--- WORK INSTRUCTIONS ---
Every record listed below should be copied exactly.

DATA FOR THIS TASK START

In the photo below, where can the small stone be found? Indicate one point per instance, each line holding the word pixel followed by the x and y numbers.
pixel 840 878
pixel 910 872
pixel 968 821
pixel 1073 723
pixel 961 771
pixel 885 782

DATA FOR THIS TASK END

--- RESPONSE AREA ---
In the photo below, where can the small stone be found? Indicate one point per instance, each line holding the word pixel followed by the x and y numbers.
pixel 840 878
pixel 910 872
pixel 968 821
pixel 1073 723
pixel 961 771
pixel 885 782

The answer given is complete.